SOURCE TEXT -

■ ■ ■ ■

How to Control Your Emotions
Emotional Awareness | By: Katie Lister
January 19, 2024
Why can’t I handle my emotions? How do I stop emotional outbursts? What is wrong with me? If you are worried about controlling your emotions, there is a lot you can do.
Hi, I am Katie Lister, a practicing Registered Nurse and founder of Growth Gals. This is a supportive and interactive network for women by women.
We all feel different emotions- joy, anger, or sadness. It would help if you learned how to embrace these feelings, not suppress them. It is possible to learn to listen to your feelings and respond rather than react. This article will tell you all you need to know about controlling your emotions.
Table of Contents
Katie Lister
Written by Katie Lister, RN, BScN. An experienced Registered Nurse, Group Facilitator, Life Coach, and Community Leader. Read Katie's Full Author Bio
Emotions And Your Mental Health
Emotions are a critical part of your mental health, and although emotional and mental health are different, they are connected. An emotionally healthy person controls their feelings, thoughts, and behaviors and can cope with life’s challenges. Without good mental health, you may not know how to regulate your feelings.
Being emotionally healthy does not mean you are always happy, but you are aware of your feelings and can deal with them. You will still feel angry, stressed, or sad, but you can choose how to react instead of emotional outbursts.

■ ■ ■ ■

PROBLEMS TO SOLVE -
- A) In the article on controlling emotions, how is Growth Gals described?
- B) List every role the author note in the article on controlling emotions gives for Katie Lister.
- C) Carry the article on controlling emotions forward from its final sentence.

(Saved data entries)
■ ■ ■ ■

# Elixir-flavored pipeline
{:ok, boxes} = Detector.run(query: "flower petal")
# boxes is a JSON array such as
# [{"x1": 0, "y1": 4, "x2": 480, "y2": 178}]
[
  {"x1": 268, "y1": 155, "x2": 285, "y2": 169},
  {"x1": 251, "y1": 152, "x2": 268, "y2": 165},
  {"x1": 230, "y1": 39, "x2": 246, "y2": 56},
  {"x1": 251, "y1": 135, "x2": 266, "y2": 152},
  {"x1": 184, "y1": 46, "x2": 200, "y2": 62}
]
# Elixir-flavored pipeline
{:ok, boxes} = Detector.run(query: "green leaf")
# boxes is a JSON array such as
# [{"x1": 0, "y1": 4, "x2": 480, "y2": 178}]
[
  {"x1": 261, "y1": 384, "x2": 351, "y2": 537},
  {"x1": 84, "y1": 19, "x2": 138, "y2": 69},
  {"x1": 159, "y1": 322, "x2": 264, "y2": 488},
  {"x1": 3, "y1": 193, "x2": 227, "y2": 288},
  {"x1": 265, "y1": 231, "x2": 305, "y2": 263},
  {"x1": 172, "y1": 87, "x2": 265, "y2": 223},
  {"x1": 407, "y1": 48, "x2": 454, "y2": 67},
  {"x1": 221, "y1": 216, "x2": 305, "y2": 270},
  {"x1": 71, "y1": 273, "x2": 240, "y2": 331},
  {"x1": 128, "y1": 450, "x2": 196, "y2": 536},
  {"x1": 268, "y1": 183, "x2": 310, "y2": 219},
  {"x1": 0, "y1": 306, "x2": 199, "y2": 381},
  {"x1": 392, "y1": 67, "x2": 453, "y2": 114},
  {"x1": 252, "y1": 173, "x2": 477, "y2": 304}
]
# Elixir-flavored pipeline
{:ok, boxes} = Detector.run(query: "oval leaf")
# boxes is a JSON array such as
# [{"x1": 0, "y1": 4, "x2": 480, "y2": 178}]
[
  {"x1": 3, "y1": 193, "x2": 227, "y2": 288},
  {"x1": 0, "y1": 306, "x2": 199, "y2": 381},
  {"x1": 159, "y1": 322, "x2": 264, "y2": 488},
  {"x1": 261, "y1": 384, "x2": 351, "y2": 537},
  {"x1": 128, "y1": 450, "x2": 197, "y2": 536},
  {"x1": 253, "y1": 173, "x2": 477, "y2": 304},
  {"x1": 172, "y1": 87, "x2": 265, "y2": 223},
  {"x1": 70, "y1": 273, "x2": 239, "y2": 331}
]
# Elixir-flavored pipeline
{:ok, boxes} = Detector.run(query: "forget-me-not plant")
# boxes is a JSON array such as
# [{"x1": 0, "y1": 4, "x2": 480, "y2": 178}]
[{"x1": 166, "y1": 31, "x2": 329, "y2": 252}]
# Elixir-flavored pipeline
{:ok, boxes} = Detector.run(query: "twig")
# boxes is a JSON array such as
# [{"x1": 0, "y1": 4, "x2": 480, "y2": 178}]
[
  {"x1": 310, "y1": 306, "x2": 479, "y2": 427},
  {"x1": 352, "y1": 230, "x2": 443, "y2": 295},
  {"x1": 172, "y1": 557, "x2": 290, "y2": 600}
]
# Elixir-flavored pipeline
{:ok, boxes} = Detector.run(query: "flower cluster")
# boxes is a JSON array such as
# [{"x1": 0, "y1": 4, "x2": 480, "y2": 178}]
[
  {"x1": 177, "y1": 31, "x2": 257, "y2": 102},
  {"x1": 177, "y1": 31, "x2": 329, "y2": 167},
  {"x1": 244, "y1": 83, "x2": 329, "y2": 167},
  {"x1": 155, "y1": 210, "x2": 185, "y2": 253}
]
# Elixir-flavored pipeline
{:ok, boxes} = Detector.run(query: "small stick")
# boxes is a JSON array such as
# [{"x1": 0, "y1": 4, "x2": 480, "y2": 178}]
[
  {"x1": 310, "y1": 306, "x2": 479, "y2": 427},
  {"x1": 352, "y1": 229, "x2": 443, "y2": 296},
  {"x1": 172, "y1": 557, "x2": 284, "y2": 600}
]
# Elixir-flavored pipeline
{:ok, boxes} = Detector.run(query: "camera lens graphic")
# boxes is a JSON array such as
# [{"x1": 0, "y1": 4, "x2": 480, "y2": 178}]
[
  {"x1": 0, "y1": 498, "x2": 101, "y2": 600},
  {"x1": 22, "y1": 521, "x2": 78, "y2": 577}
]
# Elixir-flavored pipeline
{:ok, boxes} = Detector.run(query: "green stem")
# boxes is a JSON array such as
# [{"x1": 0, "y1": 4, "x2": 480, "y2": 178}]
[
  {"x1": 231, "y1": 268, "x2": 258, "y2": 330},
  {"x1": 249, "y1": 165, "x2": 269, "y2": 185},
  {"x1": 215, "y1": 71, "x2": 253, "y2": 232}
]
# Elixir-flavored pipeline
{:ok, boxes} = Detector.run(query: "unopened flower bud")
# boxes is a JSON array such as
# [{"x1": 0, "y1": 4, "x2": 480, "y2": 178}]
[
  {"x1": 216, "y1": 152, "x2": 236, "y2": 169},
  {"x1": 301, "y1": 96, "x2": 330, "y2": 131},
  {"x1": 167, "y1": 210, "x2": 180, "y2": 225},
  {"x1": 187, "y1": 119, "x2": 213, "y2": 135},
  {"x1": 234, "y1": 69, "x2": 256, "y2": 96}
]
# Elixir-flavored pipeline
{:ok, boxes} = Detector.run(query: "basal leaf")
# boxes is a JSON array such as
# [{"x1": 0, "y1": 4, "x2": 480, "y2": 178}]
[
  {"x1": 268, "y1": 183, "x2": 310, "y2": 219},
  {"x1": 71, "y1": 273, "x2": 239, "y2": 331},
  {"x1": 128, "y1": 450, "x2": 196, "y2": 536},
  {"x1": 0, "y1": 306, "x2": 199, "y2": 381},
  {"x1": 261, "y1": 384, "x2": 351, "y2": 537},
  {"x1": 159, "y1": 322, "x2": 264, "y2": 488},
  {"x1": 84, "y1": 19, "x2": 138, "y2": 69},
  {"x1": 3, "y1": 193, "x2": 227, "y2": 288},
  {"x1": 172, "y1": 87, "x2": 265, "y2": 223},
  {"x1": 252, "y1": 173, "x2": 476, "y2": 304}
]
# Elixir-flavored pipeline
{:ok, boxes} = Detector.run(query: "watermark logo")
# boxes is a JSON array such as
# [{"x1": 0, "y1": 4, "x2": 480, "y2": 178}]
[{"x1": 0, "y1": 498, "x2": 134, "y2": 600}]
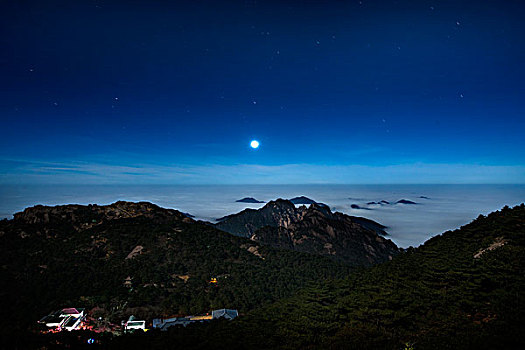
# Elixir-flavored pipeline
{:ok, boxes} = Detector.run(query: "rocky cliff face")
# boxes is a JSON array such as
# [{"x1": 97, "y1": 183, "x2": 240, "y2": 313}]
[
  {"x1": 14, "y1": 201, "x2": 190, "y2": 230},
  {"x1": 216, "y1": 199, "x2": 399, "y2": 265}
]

■ ■ ■ ■

ANSWERS TO THE EXERCISE -
- A) A supportive and interactive network for women by women.

- B) Registered Nurse, Group Facilitator, Life Coach, Community Leader

- C)
Mental health relies on underlying states like emotions, moods, stress responses, and impulses. These states influence our feelings, thinking, and actions. Emotional, healthy people are productive and can cope with daily life stresses.
Poor emotional health can affect your physical health, and research has shown there is a correlation between poor mental health and poor physical health. These include higher blood pressure, poor weight, and increased risk of heart disease. You can improve your emotional health by:
- Being mindful of your emotions and your reactions. Be aware of what makes you angry, sad, or frustrated, and try to change or address these issues.
- Expressing your emotions appropriately. Let your loved ones know when things bother you. Suppressing your strong feelings does not help, but increases your stress levels, causing you more social or work problems.
- Thinking before acting. Take time to think and calm down before you say or do things you will later regret.
- Managing stress by learning coping skills like meditation, deep breathing, and exercise.
- Finding balance: Find a healthy work-life balance and get enough rest. Make time to do things you enjoy and focus more on being in the present moment and by more positive emotions.
- Taking care of your health: Your emotional health affects your physical health. Eat healthy, exercise, and get enough sleep.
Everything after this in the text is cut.